• _Aim of the task_
Return every line of the data below that contains the string "dress". Case counts.

• _Extracted entries_
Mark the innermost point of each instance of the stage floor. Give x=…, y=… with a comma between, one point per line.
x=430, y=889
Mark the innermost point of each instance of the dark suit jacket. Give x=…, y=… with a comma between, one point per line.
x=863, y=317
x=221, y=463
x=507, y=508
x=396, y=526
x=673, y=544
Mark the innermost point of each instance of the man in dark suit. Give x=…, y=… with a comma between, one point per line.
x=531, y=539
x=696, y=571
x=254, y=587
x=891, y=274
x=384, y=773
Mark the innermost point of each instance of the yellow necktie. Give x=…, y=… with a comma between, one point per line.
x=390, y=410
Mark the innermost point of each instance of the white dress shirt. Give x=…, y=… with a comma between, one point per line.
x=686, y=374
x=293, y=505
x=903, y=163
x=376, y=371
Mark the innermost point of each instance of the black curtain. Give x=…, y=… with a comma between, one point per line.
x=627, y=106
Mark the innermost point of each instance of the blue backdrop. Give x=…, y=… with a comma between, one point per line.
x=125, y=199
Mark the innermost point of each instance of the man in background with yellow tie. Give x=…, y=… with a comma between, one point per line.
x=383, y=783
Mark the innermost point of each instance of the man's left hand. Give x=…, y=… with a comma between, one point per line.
==
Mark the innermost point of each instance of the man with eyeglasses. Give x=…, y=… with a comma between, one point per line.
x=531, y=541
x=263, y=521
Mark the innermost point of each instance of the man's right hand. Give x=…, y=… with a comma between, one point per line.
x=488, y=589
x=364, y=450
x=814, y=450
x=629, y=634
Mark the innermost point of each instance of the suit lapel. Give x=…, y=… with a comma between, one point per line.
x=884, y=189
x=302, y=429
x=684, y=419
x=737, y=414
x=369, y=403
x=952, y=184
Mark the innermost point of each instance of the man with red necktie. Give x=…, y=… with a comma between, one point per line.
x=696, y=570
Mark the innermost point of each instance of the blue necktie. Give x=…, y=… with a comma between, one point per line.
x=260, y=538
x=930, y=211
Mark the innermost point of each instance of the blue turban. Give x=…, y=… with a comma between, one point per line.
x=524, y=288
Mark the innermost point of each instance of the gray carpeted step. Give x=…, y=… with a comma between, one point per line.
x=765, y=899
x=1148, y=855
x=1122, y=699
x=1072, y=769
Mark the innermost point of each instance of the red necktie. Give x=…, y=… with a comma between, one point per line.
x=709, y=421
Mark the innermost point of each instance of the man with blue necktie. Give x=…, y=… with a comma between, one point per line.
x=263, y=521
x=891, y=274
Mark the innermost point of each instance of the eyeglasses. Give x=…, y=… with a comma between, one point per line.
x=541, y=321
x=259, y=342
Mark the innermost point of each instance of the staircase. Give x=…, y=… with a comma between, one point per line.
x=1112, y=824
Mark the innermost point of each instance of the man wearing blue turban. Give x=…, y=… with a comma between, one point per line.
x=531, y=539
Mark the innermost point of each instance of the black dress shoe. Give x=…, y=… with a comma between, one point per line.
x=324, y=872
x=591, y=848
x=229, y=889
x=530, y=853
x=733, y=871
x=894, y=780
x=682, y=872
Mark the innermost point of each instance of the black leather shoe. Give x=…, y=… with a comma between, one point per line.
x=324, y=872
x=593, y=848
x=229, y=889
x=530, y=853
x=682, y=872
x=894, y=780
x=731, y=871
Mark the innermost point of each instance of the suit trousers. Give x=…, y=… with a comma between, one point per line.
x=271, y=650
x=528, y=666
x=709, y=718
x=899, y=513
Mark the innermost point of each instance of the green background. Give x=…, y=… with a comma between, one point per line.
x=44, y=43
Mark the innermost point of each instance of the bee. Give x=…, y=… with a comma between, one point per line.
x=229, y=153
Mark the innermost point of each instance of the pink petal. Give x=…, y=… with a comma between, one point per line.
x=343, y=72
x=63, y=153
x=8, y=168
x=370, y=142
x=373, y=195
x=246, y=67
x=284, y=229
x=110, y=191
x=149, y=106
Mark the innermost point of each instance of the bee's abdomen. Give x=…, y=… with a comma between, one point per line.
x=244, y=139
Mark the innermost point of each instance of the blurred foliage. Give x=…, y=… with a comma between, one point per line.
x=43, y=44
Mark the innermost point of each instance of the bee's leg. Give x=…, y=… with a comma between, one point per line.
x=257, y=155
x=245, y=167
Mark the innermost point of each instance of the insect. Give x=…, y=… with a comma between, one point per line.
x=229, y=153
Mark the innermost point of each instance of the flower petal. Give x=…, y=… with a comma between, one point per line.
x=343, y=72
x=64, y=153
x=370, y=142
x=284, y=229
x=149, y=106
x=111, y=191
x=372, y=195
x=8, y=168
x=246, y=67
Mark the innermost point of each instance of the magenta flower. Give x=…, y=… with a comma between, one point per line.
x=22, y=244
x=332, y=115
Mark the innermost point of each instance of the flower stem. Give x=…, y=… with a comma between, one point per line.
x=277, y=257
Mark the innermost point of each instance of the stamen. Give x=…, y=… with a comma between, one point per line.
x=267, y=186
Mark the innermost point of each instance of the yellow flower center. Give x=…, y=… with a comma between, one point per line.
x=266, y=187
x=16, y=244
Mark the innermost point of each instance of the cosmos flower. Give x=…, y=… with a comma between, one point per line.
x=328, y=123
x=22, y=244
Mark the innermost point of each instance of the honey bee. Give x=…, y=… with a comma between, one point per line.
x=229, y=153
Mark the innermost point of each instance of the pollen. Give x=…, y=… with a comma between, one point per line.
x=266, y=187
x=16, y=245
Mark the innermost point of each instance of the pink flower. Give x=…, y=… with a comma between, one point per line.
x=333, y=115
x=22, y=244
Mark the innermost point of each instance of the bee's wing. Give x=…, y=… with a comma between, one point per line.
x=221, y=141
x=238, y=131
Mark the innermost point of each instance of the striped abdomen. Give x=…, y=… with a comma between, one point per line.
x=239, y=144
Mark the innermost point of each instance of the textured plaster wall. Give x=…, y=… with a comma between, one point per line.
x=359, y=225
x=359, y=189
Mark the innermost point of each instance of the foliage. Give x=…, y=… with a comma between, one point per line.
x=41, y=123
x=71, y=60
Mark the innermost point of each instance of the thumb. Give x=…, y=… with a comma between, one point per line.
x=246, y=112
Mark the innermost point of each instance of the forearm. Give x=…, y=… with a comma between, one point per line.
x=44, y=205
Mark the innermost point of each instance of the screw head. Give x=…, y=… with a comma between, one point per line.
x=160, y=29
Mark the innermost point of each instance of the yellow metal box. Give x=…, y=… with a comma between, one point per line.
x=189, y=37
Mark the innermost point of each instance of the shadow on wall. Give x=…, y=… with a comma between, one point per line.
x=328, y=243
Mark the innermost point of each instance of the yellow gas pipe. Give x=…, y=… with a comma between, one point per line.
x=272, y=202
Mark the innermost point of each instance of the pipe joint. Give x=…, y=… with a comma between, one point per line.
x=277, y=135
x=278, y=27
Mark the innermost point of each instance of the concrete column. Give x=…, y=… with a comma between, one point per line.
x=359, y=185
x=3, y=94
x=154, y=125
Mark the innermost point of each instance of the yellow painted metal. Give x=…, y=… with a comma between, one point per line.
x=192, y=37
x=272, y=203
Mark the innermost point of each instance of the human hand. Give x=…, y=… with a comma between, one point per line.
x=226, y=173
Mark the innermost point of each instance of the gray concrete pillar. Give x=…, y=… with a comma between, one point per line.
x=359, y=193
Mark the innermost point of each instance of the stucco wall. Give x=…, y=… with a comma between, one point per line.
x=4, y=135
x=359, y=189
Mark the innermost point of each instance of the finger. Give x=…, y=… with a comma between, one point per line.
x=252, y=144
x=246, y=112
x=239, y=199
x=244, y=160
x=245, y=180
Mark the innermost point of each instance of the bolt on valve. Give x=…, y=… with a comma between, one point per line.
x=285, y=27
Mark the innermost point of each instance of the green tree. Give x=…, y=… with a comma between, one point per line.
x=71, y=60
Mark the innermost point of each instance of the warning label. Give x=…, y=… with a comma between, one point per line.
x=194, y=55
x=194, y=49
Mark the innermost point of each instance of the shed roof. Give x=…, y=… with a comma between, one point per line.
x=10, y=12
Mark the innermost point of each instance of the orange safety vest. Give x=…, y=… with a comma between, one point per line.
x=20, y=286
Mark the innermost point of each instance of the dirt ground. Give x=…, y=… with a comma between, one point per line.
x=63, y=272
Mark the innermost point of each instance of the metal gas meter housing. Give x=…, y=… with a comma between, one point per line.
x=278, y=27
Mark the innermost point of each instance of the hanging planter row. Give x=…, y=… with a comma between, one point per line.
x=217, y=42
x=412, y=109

• _Full response_
Mark the innermost point of each instance of the white dress shirt. Give x=…, y=… with a comma between, one point per line.
Mark the innermost point of each instance of the black dress shoe. Give x=…, y=… with a comma between, one point per line.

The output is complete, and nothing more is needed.